▶ **Документ**:
+---+

Автор не теряется в частностях эмпирической истории романа. Он воспроизводит сокращенный логический путь движения романной формы от наивной «повестушки» Леонардо, впервые освоившей новое жизненное содержание, до фольклорного романа о Тиле (замыкающего предысторию жанра) и далее от «Жизни Ласарильо с Тормеса» (начинающего собственную историю романа, когда он, так сказать, из «вещи в себе» превращается в «вещь для себя»; стр. 123) до романа Прево «Манон Леско», который, по мнению В. Кожинова, включает в себя все характерные черты развитой романной формы.

Наиболее интересным в исследовании В. Кожинова является момент перехода от собственно «содержания» к собственно «форме», иначе говоря, сам акт рождения жанра.

Художественную специфику романа автор «выводит» из действительной жизни. Историко-социальный анализ эпохи первоначального накопления, проделанный автором, завершается портретом самого характерного по тенденции к дальнейшему развитию человеческого типа – «бродяги», человека, выпавшего из структуры феодального общества. «…Бродячий, странствующий человек и есть первая и необходимая конкретно-историческая форма частного, «индивидуального» человека нового времени» (стр. 113). Найдя в частном человеке реальную, земную базу для дальнейшего исследования, автор развязывает себе руки на пути к анализу имманентного эстетического мира романа. Проблема действия у В. Кожинова становится в качестве поэтической интерпретации реального странствования частного индивида структурным моментом в жанре романа. Тема бродяги, изгоя осваивается романом именно как тема, как элементарный отклик искусства; «эта тема.., как бы трансформируется, становясь художественным принципом. Образ странствия, мотив непрерывной подвижности человека – не только внешней, материальной, но и духовной, психологической – становится одной из основ структуры жанра» (стр. 115).

+---+

▶ **Задания**:
1. Ответьте по фрагменту о романе на три вопроса:
(a) Какое произведение, согласно фрагменту, замыкает предысторию жанра?
(b) Какой роман, по мнению В. Кожинова, включает в себя все характерные черты развитой романной формы?
(c) Портретом какого человеческого типа завершается историко-социальный анализ эпохи первоначального накопления?
2. Перепишите без изменений часть фрагмента о романе от слов «Автор не теряется» до слов «акт рождения жанра.» включительно.
3. Перескажите в виде краткого списка абзац фрагмента о романе, начинающийся словами «Художественную специфику романа», сохранив его основные факты.
Приведенные далее данные — отдельный материал, с фрагментом не связанный.

▶ **Записанные данные**:
+---+

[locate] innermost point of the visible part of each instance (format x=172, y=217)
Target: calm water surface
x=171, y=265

+---+

▶ **Ответы**:
1.
(a) Фольклорный роман о Тиле.
(b) Роман Прево «Манон Леско».
(c) Портретом «бродяги», то есть человека, выпавшего из структуры феодального общества.

2.
Автор не теряется в частностях эмпирической истории романа. Он воспроизводит сокращенный логический путь движения романной формы от наивной «повестушки» Леонардо, впервые освоившей новое жизненное содержание, до фольклорного романа о Тиле (замыкающего предысторию жанра) и далее от «Жизни Ласарильо с Тормеса» (начинающего собственную историю романа, когда он, так сказать, из «вещи в себе» превращается в «вещь для себя»; стр. 123) до романа Прево «Манон Леско», который, по мнению В. Кожинова, включает в себя все характерные черты развитой романной формы.

Наиболее интересным в исследовании В. Кожинова является момент перехода от собственно «содержания» к собственно «форме», иначе говоря, сам акт рождения жанра.

3.
- Художественную специфику романа автор выводит из действительной жизни.
- Историко-социальный анализ эпохи первоначального накопления завершается портретом «бродяги», то есть человека, выпавшего из структуры феодального общества.
- Странствующий человек назван первой и необходимой конкретно-исторической формой частного человека нового времени (стр. 113).
- Частный человек служит реальной базой для анализа эстетического мира романа.
- Проблема действия как поэтическая интерпретация странствования частного индивида становится у В. Кожинова структурным моментом жанра.
- Тема бродяги превращается в художественный принцип: образ странствия и мотив внешней и духовной подвижности человека становятся одной из основ структуры жанра (стр. 115).